>>

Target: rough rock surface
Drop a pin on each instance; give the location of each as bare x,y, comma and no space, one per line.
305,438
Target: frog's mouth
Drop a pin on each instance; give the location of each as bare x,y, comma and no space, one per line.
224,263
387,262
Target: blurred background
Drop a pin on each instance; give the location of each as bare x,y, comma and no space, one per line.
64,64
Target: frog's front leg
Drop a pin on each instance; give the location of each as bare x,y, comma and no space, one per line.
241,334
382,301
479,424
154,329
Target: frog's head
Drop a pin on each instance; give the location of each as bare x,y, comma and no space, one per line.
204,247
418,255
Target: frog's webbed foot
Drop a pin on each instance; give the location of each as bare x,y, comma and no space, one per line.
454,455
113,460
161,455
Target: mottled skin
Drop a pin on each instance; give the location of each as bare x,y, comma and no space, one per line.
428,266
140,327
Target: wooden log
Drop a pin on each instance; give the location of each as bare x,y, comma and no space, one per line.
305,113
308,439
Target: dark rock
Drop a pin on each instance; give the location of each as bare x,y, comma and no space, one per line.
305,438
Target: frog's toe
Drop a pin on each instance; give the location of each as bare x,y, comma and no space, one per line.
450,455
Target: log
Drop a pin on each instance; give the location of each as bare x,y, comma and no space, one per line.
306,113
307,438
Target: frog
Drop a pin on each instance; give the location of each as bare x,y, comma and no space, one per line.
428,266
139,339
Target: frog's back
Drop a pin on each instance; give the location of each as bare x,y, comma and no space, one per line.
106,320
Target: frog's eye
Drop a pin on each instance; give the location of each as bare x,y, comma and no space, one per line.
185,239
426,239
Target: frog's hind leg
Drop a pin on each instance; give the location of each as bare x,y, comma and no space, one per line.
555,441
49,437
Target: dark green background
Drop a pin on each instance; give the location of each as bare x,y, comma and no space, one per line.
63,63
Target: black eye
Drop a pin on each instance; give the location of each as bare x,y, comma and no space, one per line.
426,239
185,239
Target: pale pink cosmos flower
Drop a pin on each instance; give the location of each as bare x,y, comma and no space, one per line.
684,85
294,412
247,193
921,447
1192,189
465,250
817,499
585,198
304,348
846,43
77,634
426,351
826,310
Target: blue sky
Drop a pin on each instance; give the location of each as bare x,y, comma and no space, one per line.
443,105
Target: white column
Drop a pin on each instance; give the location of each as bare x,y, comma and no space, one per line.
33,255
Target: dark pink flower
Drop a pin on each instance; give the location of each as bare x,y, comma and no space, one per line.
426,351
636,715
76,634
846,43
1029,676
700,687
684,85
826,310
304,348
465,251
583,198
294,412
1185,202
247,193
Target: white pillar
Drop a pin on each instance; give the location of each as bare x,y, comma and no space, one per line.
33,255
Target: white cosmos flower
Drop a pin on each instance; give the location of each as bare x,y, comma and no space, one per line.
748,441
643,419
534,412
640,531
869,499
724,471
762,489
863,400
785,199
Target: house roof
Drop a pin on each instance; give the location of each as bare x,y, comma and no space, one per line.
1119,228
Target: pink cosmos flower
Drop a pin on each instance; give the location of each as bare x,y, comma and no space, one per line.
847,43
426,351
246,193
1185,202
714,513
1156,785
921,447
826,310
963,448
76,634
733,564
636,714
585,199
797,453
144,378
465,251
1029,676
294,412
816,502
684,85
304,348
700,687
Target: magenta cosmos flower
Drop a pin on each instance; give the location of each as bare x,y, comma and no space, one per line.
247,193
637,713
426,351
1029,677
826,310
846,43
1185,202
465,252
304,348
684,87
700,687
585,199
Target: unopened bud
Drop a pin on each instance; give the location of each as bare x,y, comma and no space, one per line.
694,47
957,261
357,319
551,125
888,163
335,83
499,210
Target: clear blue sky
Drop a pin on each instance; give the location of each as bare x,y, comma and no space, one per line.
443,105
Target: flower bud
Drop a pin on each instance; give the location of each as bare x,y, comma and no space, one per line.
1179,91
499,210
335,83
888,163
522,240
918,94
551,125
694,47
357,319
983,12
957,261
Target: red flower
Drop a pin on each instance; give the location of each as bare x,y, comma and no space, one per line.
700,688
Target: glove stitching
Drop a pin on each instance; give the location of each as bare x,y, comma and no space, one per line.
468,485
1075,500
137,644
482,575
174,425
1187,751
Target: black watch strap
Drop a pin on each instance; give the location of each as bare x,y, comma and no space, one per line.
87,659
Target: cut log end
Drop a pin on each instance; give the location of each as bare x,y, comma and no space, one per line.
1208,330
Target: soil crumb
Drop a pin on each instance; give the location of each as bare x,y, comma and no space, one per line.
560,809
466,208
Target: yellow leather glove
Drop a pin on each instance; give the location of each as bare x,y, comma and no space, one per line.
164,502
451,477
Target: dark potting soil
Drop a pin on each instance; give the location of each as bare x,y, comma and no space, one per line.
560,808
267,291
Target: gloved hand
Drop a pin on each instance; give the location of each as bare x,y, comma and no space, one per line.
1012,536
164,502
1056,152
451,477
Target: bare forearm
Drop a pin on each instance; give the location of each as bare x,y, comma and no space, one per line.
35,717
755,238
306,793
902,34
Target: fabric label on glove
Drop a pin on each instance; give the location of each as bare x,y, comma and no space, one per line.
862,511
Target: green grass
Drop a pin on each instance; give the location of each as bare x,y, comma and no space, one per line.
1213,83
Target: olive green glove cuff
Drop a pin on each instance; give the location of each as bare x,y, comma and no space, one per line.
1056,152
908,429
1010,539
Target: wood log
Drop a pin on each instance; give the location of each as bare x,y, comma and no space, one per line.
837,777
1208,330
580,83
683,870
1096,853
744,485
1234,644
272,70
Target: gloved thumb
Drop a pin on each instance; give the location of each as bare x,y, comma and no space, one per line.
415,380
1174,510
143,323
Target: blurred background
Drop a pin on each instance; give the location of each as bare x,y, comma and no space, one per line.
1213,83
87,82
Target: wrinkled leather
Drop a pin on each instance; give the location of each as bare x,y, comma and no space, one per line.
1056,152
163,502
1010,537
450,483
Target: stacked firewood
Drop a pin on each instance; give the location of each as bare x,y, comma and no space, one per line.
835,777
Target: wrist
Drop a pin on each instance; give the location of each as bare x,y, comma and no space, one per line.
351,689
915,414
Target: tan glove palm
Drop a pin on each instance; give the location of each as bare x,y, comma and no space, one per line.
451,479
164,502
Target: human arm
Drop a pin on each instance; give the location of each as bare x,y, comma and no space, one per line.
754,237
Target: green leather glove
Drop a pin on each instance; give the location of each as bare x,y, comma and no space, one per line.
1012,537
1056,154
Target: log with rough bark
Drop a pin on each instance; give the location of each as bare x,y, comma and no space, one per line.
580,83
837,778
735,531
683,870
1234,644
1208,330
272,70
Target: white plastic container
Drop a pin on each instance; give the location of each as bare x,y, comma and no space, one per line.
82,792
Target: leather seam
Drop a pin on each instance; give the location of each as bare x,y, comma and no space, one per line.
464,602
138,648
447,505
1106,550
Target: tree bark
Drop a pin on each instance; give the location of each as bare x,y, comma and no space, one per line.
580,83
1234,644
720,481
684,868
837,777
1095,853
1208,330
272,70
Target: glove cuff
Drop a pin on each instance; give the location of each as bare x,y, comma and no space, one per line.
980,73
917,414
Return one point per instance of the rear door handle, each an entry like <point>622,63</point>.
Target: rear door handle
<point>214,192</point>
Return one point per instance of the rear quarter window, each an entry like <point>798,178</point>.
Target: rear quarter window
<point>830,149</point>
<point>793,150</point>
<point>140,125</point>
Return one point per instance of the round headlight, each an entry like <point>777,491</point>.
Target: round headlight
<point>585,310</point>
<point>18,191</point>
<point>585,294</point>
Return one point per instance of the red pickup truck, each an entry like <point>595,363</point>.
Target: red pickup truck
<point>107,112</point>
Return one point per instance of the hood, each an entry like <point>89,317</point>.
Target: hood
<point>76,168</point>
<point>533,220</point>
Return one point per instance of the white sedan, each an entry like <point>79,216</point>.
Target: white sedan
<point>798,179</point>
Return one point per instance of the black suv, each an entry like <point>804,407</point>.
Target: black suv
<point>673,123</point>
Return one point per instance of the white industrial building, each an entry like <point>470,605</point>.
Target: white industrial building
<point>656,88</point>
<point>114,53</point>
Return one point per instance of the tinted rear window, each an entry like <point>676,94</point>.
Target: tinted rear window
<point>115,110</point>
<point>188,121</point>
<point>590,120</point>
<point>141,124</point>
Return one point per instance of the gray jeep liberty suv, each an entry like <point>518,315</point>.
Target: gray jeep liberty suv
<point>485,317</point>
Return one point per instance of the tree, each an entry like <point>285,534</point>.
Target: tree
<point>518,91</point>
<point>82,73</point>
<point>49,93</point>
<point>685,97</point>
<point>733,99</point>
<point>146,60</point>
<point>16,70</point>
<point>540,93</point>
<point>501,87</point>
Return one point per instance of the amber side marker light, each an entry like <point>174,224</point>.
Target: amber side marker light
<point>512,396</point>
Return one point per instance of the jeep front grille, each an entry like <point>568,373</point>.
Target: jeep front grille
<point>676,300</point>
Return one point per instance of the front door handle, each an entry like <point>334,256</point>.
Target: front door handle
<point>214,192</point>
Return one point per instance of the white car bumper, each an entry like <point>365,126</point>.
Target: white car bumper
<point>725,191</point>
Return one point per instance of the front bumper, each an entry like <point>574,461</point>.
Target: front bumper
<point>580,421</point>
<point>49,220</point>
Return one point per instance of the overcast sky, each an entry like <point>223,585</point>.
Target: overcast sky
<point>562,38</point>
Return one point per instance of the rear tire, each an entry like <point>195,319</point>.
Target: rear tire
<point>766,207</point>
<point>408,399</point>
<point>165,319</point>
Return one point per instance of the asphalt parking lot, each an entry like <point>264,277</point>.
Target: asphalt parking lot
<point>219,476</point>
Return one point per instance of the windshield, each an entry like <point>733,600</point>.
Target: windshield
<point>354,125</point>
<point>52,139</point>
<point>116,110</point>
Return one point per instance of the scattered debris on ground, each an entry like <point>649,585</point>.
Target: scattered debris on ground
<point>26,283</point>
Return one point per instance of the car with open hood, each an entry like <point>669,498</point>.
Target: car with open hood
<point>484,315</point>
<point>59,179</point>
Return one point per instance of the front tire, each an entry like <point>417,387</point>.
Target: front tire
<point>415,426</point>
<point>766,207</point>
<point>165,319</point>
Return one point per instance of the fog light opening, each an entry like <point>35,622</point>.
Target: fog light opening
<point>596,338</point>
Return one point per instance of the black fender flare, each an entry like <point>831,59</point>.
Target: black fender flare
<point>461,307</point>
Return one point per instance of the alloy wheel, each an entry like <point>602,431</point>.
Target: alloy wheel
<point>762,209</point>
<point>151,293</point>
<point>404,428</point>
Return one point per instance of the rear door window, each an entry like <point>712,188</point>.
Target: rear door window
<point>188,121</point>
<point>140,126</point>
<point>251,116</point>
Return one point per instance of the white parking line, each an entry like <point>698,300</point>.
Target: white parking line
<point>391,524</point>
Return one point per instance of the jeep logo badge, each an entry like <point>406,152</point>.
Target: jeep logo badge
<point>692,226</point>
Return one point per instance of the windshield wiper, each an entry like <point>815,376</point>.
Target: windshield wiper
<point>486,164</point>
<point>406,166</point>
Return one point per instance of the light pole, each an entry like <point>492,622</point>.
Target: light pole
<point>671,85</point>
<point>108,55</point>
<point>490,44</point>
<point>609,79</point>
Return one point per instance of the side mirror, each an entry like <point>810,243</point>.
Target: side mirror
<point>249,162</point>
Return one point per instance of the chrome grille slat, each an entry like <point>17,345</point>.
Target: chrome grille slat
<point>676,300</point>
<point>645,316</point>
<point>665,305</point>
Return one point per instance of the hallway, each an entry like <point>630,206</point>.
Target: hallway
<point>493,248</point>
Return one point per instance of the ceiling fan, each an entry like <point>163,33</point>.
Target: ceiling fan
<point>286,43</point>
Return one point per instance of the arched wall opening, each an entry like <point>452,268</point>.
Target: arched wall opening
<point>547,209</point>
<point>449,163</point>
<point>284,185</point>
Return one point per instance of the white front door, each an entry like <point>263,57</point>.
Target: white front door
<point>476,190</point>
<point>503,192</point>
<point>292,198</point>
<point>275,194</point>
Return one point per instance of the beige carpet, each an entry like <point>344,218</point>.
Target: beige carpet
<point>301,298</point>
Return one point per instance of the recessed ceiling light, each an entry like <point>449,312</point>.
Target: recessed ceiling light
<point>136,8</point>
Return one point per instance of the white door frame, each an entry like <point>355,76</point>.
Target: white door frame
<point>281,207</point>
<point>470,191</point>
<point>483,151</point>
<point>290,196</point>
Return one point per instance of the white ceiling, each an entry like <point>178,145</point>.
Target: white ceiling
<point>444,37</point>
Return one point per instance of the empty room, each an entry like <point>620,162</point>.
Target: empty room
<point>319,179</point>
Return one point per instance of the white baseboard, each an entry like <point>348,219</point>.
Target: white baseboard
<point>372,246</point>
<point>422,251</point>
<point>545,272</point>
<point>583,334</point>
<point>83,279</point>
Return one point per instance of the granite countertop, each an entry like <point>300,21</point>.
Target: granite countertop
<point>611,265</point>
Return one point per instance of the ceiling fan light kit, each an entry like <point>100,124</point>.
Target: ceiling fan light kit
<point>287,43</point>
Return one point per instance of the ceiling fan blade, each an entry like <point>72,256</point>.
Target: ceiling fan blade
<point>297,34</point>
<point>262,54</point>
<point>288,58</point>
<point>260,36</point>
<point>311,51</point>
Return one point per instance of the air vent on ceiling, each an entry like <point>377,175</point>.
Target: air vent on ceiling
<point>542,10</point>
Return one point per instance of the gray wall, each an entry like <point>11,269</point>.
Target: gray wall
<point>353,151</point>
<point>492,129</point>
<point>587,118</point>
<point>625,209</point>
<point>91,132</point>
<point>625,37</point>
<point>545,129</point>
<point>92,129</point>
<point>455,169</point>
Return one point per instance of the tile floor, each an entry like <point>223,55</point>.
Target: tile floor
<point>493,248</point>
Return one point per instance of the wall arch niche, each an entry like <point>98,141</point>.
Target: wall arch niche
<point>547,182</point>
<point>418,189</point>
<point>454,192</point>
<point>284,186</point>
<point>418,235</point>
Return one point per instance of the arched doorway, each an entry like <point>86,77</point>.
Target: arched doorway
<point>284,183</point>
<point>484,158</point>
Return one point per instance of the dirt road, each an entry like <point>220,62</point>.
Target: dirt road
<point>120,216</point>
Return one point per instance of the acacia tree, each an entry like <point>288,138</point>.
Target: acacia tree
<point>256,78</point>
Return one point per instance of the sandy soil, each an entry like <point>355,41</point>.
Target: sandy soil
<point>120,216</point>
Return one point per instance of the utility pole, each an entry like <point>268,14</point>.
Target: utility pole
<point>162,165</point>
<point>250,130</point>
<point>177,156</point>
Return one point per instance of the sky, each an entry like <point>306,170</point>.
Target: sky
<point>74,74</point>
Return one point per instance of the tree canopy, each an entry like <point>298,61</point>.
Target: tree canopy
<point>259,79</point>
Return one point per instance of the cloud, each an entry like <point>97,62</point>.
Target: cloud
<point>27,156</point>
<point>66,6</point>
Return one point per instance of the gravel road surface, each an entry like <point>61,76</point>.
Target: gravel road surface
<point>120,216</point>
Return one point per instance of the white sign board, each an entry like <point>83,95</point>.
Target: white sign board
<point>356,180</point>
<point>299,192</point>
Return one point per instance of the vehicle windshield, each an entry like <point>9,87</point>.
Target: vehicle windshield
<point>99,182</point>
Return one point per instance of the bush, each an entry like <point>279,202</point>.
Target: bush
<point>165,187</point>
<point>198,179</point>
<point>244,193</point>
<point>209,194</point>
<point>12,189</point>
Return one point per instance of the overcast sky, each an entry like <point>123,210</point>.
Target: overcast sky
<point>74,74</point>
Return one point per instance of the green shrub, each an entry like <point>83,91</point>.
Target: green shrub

<<

The only acceptable answer is a number: how many lines of the listing contain the word "dark".

4